Location labeling records:
=====

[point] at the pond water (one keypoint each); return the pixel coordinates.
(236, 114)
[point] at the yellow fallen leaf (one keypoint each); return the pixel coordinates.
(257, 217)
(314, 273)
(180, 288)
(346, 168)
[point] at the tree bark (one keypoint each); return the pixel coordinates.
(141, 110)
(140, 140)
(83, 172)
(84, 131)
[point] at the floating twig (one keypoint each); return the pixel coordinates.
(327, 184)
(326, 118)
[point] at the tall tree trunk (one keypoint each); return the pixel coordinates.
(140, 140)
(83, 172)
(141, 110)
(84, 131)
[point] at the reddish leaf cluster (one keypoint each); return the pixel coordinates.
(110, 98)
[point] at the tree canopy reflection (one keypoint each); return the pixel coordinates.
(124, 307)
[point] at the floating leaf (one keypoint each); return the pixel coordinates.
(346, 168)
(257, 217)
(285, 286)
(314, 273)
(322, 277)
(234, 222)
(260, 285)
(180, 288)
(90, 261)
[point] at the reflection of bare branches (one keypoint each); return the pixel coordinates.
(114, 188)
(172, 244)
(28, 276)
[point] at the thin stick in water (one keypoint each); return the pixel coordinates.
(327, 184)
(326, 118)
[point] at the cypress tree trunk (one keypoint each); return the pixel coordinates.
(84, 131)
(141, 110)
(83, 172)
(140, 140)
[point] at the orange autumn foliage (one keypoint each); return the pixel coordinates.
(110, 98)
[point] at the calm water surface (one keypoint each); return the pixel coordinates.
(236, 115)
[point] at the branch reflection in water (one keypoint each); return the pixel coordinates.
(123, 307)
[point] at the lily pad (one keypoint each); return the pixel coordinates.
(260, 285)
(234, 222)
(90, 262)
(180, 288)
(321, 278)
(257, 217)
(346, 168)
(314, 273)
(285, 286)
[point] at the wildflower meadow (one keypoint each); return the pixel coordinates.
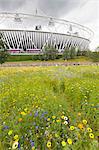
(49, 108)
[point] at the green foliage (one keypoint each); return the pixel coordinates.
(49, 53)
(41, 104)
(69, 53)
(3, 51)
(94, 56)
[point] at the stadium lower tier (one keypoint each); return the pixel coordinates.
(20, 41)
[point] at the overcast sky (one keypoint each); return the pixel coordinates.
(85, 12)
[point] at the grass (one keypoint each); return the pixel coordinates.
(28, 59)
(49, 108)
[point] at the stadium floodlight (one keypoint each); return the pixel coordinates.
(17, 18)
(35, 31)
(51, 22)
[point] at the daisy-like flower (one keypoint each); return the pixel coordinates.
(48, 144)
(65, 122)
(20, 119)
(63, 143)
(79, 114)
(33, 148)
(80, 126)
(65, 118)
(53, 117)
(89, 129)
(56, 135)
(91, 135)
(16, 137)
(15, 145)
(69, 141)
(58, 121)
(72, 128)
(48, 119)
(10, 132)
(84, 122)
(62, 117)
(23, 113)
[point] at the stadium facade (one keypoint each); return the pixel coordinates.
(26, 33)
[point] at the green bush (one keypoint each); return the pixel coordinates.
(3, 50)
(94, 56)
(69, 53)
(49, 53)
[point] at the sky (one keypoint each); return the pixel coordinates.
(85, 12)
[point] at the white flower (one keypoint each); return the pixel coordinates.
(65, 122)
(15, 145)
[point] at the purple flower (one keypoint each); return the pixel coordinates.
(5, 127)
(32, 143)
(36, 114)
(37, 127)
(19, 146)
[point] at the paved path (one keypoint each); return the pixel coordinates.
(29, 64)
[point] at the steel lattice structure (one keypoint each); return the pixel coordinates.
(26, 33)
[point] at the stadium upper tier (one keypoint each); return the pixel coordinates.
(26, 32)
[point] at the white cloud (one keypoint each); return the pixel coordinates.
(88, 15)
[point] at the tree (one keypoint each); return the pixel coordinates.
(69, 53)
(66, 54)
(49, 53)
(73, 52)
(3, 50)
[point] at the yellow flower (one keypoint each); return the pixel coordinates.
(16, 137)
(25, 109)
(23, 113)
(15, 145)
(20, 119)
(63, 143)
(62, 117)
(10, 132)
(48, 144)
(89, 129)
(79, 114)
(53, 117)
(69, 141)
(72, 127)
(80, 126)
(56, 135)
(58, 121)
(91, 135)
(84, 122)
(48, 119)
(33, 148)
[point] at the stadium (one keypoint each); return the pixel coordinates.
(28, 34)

=====

**Your instructions:** Print each entry shown above with exact wording and no pictures.

**Solution for this task:**
[point] at the pond water (one keypoint each); return the pixel coordinates.
(236, 114)
[point] at the yellow fallen leaf (one keypoint each); return the pixel coordinates.
(257, 217)
(314, 273)
(180, 288)
(346, 168)
[point] at the tree bark (one keypoint each); return the pixel coordinates.
(141, 110)
(140, 140)
(83, 172)
(84, 131)
[point] at the floating twig (one keypoint each); return the pixel coordinates.
(327, 184)
(326, 118)
[point] at the tall tree trunk (one keypoint each); return the pixel coordinates.
(140, 140)
(83, 172)
(141, 110)
(84, 131)
[point] at the reddish leaf cluster (one keypoint each); return the pixel coordinates.
(110, 98)
[point] at the tree canopy reflection (one keypoint each); return the pixel coordinates.
(124, 307)
[point] at the floating leaf (one keypoint each); return the pixel coordinates.
(346, 168)
(257, 217)
(285, 286)
(314, 273)
(322, 277)
(234, 222)
(260, 285)
(180, 288)
(90, 261)
[point] at the reflection of bare branches (one keypoint each); return the pixel coordinates.
(114, 188)
(172, 244)
(28, 276)
[point] at the thin stick in water (one keypoint each); return the pixel coordinates.
(327, 184)
(326, 118)
[point] at the cypress tree trunk (one keypoint each); return the pixel coordinates.
(84, 131)
(141, 110)
(83, 172)
(140, 140)
[point] at the orange autumn foliage (one keypoint each); return the pixel coordinates.
(110, 98)
[point] at the calm water surface (one keypoint each); return the pixel coordinates.
(236, 115)
[point] at the branch reflection in water (one keypoint each); return the pixel coordinates.
(123, 307)
[point] at the lily pad (one keypoint each); return the pixel coordinates.
(260, 285)
(234, 222)
(90, 262)
(180, 288)
(321, 278)
(257, 217)
(346, 168)
(314, 273)
(285, 286)
[point] at the wildflower meadow (one keypoint each); return the pixel coordinates.
(49, 108)
[point] at the green foliage (one keypoint each); return the pixel coordinates.
(49, 53)
(41, 104)
(69, 53)
(3, 51)
(94, 56)
[point] at the stadium lower tier (one keypoint each); return the pixel coordinates.
(20, 41)
[point] at the overcast sky (one keypoint each); return the pixel coordinates.
(85, 12)
[point] at the grass (one keypoint each); return the pixel coordinates.
(28, 59)
(49, 108)
[point] at the stadium floodlight (one keypoint each); return the pixel coordinates.
(17, 18)
(35, 31)
(51, 22)
[point] at the daisy-like flower (one keypoint each); return the pixel coordinates.
(48, 144)
(65, 122)
(20, 119)
(63, 143)
(79, 114)
(33, 148)
(80, 126)
(65, 118)
(53, 117)
(89, 129)
(56, 135)
(91, 135)
(16, 137)
(15, 145)
(69, 141)
(58, 121)
(72, 128)
(48, 119)
(10, 132)
(84, 122)
(62, 117)
(23, 113)
[point] at the stadium facade (one keypoint each); return the pixel coordinates.
(26, 33)
[point] at the green bush (one keypoint each); return the pixel coordinates.
(3, 50)
(94, 56)
(69, 53)
(49, 53)
[point] at the sky (one keypoint each); return the pixel coordinates.
(85, 12)
[point] at the white flower (one keypoint each); return the pixel coordinates.
(65, 122)
(15, 145)
[point] at the purple flower (one keypoint each); return the pixel coordinates.
(5, 127)
(32, 143)
(36, 114)
(37, 127)
(19, 146)
[point] at the paved path (one keypoint each); return the pixel coordinates.
(29, 64)
[point] at the steel lattice structure (one keypoint each); return the pixel coordinates.
(26, 33)
[point] at the stadium upper tier (one keypoint each); return the pixel coordinates.
(26, 32)
[point] at the white cloud (one keypoint each); return the pixel coordinates.
(88, 15)
[point] at the tree (one keypoint each); return the pixel coordinates.
(69, 53)
(66, 54)
(49, 53)
(73, 52)
(3, 50)
[point] at the yellow flower (one keypoint each); return the pixel coordinates.
(16, 137)
(25, 109)
(23, 113)
(15, 145)
(20, 119)
(63, 143)
(62, 117)
(10, 132)
(48, 144)
(89, 129)
(79, 114)
(53, 117)
(69, 141)
(72, 127)
(80, 126)
(56, 135)
(58, 121)
(91, 135)
(84, 122)
(48, 119)
(33, 148)
[point] at the stadium (one keypoint each); return the pixel coordinates.
(28, 34)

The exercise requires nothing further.